> RECORDED INFORMATION
Segment Open

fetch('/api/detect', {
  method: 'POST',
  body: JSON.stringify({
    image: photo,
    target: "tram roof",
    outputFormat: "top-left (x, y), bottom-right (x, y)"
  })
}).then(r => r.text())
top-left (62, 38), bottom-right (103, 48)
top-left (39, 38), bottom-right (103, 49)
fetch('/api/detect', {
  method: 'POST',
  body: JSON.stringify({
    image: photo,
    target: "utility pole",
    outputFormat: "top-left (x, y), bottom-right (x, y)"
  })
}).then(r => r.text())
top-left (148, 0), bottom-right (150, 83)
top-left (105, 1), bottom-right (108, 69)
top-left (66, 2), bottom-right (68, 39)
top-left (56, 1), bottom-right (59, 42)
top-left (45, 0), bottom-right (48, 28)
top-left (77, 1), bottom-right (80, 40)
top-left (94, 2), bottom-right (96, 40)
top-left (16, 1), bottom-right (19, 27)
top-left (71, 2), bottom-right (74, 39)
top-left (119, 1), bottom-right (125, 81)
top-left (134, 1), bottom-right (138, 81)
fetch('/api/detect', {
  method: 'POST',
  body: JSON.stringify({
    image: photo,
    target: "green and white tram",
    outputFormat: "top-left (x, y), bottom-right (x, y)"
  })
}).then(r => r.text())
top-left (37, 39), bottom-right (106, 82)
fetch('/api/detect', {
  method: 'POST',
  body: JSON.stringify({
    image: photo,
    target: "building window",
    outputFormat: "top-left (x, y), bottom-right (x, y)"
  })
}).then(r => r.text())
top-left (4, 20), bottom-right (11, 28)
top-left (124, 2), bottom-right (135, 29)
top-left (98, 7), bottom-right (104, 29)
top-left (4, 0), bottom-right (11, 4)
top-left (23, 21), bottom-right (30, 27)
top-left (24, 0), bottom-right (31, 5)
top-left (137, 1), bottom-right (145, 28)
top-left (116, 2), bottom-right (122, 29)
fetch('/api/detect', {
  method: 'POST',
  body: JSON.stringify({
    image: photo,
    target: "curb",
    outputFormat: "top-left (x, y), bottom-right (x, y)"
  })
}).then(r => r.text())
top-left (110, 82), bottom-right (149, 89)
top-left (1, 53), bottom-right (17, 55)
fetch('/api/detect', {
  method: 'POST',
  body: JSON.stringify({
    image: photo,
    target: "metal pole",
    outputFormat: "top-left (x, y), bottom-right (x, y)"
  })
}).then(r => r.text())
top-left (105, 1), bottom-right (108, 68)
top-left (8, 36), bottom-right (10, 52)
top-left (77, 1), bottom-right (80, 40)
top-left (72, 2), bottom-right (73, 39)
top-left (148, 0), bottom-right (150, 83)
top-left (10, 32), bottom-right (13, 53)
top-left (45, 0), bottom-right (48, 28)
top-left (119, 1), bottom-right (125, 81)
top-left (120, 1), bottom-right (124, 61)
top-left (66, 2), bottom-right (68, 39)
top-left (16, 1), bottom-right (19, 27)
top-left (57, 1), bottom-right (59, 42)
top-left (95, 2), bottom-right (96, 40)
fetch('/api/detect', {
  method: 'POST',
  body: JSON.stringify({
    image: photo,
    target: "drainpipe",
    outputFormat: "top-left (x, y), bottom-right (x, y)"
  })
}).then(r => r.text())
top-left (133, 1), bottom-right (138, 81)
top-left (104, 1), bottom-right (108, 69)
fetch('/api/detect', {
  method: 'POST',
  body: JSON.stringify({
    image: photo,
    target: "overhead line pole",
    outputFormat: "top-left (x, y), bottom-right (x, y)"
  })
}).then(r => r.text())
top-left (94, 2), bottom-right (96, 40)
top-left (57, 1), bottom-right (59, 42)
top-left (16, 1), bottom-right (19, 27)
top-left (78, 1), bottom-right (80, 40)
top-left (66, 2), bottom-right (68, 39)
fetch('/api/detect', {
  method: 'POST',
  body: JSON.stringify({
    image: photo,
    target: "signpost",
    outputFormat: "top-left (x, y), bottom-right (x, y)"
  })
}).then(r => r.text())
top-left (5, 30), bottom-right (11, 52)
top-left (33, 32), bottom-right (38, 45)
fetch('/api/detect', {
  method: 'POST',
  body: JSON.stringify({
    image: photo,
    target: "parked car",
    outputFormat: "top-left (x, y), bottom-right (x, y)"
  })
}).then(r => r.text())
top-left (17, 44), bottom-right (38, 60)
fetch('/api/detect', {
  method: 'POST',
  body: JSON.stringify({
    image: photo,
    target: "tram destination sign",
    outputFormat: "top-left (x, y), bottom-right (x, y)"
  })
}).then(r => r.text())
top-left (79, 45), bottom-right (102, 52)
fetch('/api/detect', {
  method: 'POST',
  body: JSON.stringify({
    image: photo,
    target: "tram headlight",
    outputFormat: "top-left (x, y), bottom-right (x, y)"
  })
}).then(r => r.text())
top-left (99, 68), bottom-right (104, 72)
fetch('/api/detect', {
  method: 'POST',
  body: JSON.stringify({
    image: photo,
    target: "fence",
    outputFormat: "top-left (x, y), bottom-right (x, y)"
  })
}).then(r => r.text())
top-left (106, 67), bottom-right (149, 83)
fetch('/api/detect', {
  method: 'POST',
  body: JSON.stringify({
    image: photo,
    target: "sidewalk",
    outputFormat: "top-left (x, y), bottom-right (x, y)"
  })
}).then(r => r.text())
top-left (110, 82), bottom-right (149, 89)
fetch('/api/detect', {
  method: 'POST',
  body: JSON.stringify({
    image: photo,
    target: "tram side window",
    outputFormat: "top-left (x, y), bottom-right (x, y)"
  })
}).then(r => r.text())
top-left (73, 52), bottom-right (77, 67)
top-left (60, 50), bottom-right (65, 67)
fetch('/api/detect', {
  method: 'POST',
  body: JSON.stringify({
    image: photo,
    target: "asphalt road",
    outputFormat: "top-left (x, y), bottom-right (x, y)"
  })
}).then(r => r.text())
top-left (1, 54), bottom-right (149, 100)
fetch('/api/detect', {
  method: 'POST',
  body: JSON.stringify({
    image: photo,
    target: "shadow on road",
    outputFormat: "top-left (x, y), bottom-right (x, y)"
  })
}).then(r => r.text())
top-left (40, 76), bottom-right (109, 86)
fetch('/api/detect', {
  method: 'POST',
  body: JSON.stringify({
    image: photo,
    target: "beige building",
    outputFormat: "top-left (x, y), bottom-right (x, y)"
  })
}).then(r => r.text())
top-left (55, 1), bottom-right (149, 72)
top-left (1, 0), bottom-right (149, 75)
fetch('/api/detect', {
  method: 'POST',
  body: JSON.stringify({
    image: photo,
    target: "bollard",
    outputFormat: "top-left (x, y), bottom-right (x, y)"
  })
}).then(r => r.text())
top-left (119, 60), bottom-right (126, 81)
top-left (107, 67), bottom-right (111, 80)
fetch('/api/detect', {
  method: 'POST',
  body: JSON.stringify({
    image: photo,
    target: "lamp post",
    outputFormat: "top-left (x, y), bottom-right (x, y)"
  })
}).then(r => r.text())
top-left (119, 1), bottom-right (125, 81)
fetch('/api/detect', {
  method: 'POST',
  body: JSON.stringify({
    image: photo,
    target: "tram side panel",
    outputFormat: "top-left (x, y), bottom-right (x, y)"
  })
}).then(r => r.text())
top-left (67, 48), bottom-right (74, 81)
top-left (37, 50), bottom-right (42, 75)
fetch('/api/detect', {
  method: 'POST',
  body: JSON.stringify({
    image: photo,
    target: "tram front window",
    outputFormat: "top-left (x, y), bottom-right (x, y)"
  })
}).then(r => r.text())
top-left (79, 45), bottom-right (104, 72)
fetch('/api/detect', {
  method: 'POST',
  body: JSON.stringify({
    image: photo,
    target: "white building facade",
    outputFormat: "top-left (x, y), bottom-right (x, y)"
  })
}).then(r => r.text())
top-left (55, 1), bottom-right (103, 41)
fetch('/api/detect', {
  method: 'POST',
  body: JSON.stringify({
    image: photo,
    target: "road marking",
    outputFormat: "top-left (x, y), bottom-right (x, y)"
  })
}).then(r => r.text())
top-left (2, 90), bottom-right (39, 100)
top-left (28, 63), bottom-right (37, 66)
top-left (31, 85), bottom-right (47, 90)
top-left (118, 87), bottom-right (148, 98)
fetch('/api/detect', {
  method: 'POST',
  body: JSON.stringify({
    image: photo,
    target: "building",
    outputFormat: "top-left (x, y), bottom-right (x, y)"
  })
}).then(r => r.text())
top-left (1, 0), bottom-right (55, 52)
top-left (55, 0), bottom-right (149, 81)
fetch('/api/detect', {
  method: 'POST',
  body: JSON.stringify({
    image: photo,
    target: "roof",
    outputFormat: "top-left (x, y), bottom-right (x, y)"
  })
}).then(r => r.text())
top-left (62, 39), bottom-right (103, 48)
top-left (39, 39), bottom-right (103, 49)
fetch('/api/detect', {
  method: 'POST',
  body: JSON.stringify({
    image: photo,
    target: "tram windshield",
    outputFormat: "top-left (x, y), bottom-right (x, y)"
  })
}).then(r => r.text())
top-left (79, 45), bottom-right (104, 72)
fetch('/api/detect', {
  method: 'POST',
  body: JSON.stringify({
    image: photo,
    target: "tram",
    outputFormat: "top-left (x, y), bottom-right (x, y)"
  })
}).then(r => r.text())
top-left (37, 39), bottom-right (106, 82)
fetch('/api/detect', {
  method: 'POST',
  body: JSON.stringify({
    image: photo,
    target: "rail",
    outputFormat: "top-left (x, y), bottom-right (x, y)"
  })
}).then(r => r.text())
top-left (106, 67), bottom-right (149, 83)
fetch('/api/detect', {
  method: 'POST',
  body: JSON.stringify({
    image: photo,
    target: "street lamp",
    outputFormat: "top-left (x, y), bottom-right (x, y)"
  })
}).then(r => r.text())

Segment Closed

> EXERCISE DIRECTIONS
Among the lines above, return each one holding the string "building".

> ANSWER TO THIS TASK
    target: "building window",
    target: "beige building",
    target: "white building facade",
    target: "building",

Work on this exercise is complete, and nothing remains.